### [Goal of the exercise]
Render each non-blank line of the records below as a row in a Markdown table with two columns, "Row" for the row number and "Text" for the line itself.

### [Supplied material]
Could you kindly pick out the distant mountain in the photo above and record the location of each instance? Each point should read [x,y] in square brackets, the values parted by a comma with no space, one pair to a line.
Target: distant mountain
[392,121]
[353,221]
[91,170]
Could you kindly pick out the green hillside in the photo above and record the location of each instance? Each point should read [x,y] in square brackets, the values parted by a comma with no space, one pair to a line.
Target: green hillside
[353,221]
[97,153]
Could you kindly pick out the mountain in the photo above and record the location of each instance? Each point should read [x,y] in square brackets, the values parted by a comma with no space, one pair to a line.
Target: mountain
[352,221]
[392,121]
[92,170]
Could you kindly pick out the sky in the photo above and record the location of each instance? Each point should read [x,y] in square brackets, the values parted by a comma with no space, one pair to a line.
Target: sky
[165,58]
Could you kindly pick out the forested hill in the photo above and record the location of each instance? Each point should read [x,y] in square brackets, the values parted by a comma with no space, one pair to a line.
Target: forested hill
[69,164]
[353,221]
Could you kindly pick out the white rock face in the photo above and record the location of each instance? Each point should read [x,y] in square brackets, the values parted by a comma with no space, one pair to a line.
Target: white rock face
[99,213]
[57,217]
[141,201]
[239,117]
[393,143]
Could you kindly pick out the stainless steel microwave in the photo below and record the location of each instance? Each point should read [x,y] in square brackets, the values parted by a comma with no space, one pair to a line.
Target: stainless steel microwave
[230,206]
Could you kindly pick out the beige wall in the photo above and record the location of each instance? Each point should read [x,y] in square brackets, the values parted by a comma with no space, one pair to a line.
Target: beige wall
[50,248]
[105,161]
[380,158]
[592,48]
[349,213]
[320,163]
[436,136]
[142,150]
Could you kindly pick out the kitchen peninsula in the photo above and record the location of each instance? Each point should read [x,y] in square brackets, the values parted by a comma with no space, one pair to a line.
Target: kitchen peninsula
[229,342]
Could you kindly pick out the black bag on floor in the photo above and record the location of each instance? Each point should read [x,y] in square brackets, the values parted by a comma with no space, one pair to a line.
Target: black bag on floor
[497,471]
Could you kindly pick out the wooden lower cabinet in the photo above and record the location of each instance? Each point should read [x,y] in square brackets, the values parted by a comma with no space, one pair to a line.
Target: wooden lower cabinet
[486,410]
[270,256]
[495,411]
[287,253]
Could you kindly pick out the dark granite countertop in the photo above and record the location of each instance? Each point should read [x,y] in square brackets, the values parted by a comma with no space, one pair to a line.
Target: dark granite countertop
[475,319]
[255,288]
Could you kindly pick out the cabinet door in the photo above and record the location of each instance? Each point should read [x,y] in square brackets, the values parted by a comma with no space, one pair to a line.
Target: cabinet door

### [Exercise solution]
| Row | Text |
|---|---|
| 1 | Could you kindly pick out the distant mountain in the photo above and record the location of each instance? Each point should read [x,y] in square brackets, the values parted by a comma with no space, one pair to a line. |
| 2 | Target: distant mountain |
| 3 | [392,121] |
| 4 | [353,221] |
| 5 | [91,170] |
| 6 | Could you kindly pick out the green hillside in the photo above and record the location of each instance? Each point should read [x,y] in square brackets, the values parted by a comma with no space, one pair to a line. |
| 7 | Target: green hillside |
| 8 | [353,221] |
| 9 | [97,153] |
| 10 | Could you kindly pick out the mountain in the photo above and record the location of each instance? Each point should read [x,y] in square brackets, the values parted by a comma with no space, one pair to a line. |
| 11 | Target: mountain |
| 12 | [352,221] |
| 13 | [392,121] |
| 14 | [92,170] |
| 15 | Could you kindly pick out the sky in the photo above and record the location of each instance? Each point should read [x,y] in square brackets, the values parted by a comma with no space, one pair to a line. |
| 16 | Target: sky |
| 17 | [165,58] |
| 18 | Could you kindly pick out the forested hill in the photo above and record the location of each instance? Each point should read [x,y] in square brackets, the values parted by a comma with no space, one pair to a line. |
| 19 | Target: forested hill |
| 20 | [69,164] |
| 21 | [353,221] |
| 22 | Could you kindly pick out the white rock face in the photo above and record the location of each instance? Each point should read [x,y] in square brackets, the values parted by a comma with no space, one pair to a line. |
| 23 | Target: white rock face |
| 24 | [99,213] |
| 25 | [57,217] |
| 26 | [141,201] |
| 27 | [239,117] |
| 28 | [393,143] |
| 29 | Could you kindly pick out the stainless steel microwave in the photo below and record the location of each instance? Each point should read [x,y] in square brackets, the values parted by a comma with no space, one pair to a line. |
| 30 | Target: stainless steel microwave |
| 31 | [230,206] |
| 32 | Could you kindly pick out the beige wall in the photo above and record the location of each instance? Each point should read [x,y] in square brackets, the values parted by a comma with no space, one pair to a line. |
| 33 | Target: beige wall |
| 34 | [50,248] |
| 35 | [105,161] |
| 36 | [380,158] |
| 37 | [592,48] |
| 38 | [349,213] |
| 39 | [320,163] |
| 40 | [436,136] |
| 41 | [142,150] |
| 42 | Could you kindly pick out the kitchen peninsula in the photo above and record the location of each instance? Each point should read [x,y] in square brackets, the values parted by a comma with no space, one pair to a line. |
| 43 | Target: kitchen peninsula |
| 44 | [229,342] |
| 45 | Could you kindly pick out the black bag on floor in the photo above and record the location of each instance? Each point should read [x,y] in square brackets, the values parted by a comma with no space, one pair to a line. |
| 46 | Target: black bag on floor |
| 47 | [497,471] |
| 48 | Could you kindly pick out the wooden lower cabinet in the photo above and record the location of each instance? Each point should read [x,y] in square brackets, the values parted by a comma with no space, one pair to a line. |
| 49 | Target: wooden lower cabinet |
| 50 | [486,410] |
| 51 | [270,256] |
| 52 | [495,411] |
| 53 | [287,253] |
| 54 | Could you kindly pick out the dark granite countertop in the photo above and record the location of each instance? Each point should read [x,y] in square brackets, the values parted by a comma with no space, one pair to a line. |
| 55 | Target: dark granite countertop |
| 56 | [475,319] |
| 57 | [255,288] |
| 58 | Could you kindly pick out the cabinet door in the photo above and record the location of each instance? Each point should read [x,y] in square brackets, the values parted by a comma with no space, one pair to a line. |
| 59 | Target: cabinet door |